_Goal_: Transcribe the whole listing without a single picture.

_Supplied records_:
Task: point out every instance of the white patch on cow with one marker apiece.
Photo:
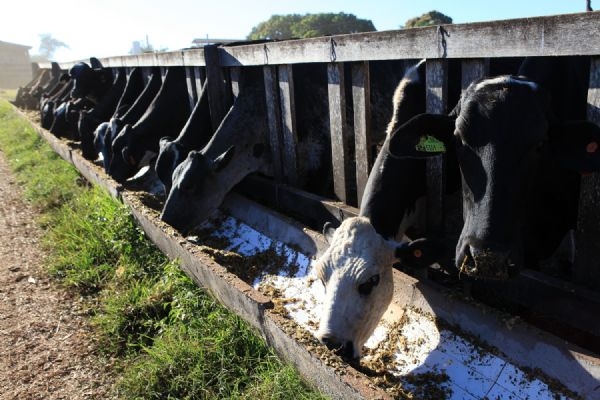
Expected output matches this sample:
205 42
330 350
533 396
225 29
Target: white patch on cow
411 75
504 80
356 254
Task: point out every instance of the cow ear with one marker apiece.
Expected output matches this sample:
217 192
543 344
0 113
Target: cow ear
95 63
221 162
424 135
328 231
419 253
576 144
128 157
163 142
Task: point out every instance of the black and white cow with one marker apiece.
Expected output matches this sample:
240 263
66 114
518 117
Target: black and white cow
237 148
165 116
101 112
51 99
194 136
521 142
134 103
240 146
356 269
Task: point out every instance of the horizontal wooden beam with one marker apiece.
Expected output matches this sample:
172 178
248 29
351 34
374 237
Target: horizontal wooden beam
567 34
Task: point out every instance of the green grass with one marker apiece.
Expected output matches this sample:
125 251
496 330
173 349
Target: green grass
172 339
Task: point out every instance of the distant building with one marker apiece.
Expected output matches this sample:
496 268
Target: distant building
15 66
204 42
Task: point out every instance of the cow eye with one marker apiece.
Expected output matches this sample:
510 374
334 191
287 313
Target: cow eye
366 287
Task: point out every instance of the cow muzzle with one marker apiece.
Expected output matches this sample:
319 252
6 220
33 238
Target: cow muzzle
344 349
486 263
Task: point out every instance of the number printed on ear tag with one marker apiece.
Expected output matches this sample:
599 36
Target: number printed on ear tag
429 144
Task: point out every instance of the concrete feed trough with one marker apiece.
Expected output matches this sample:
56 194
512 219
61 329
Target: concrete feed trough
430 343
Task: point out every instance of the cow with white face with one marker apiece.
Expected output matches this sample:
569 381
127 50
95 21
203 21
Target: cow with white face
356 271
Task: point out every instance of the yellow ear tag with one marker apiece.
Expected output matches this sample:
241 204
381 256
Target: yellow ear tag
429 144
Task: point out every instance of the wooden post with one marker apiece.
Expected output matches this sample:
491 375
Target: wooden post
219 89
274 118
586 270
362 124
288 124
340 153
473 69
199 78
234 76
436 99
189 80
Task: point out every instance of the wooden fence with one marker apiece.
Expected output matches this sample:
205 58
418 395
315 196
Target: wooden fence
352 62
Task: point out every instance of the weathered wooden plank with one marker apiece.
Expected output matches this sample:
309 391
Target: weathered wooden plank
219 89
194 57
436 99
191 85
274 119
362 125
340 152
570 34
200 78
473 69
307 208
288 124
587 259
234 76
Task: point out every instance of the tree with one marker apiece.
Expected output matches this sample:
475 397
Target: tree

_Answer for this exercise_:
Task: point out every instance of the white patch on cow with one marker apiece.
Photo:
Expected output matches this sample:
205 42
330 350
533 396
225 29
Target: white patch on cow
411 75
504 80
356 254
Task: point out every instance of the cow ear with one marker apiece.
Expected output matches this sample:
217 192
543 344
0 113
Target: cow ear
95 63
221 162
424 135
328 231
419 253
576 144
128 157
163 142
Task: point out every instance of the black and white cow with one marker apiece.
Expected output matches this sample:
240 263
66 114
518 117
Target: black and white cow
237 148
165 116
101 112
51 99
194 136
521 142
134 103
240 146
356 269
Task: point out every instance of the horizontal wooden beam with one marker apiece.
Expected output matches this sample:
172 178
248 29
351 34
374 237
Target: horizontal wooden beam
567 34
Task: point out every instance of the green grass with one marker apiece.
Expected output matches this sample:
125 251
496 330
173 349
Target: green grass
172 339
Task: point out every instance of the distant building with one marker apiece.
Expected output matches this sample:
496 268
Target: distant building
15 66
204 42
Task: point out every instance of the cow eye with one marker apiece.
Expected output matches this sample:
510 374
334 191
287 313
Target: cow eye
366 287
Task: point out every instance of the cow muzzle with one marker apiece.
Expected output matches this sample:
319 252
6 220
33 238
Target: cow muzzle
344 349
486 263
Task: point out every instance of the number printed on ear tag with one marker apiece.
Expected output matches this sample:
599 36
Target: number printed on ear tag
429 144
Task: point out every instance of the concrete feed trough with one marker apiece.
Expected output matches this sample:
56 194
512 219
61 329
Target: concrete feed trough
430 343
Task: point out every instance of the cow with white face with one marker apiece.
Expected output matches this sample:
569 381
127 50
95 21
203 21
Target: cow with white face
356 271
Task: point out every instance of the yellow ear tag with one marker apiece.
Expected output matches this sample:
241 204
381 256
Target: yellow ear tag
429 144
Task: point out every instance of the wooden post with one marker apiece.
Expected output matches this sample:
491 375
Target: wooden post
219 89
274 118
586 270
362 124
288 124
340 153
473 69
199 78
234 76
436 99
189 80
Task: point out every instance of the wooden fence with one marker apiece.
Expected output matches this sample:
205 58
418 395
315 196
Target: wooden fence
352 62
Task: point out every instance of the weathered wooden plank with one marker apiece.
Expected output matches this sample:
309 391
Target: weathered wooden plank
219 89
194 57
436 99
191 85
274 119
362 125
340 152
570 34
200 78
473 69
307 208
288 124
587 259
234 76
Task: point out every instance of the tree with one marker apiece.
Expected output matches this sample:
475 397
Target: tree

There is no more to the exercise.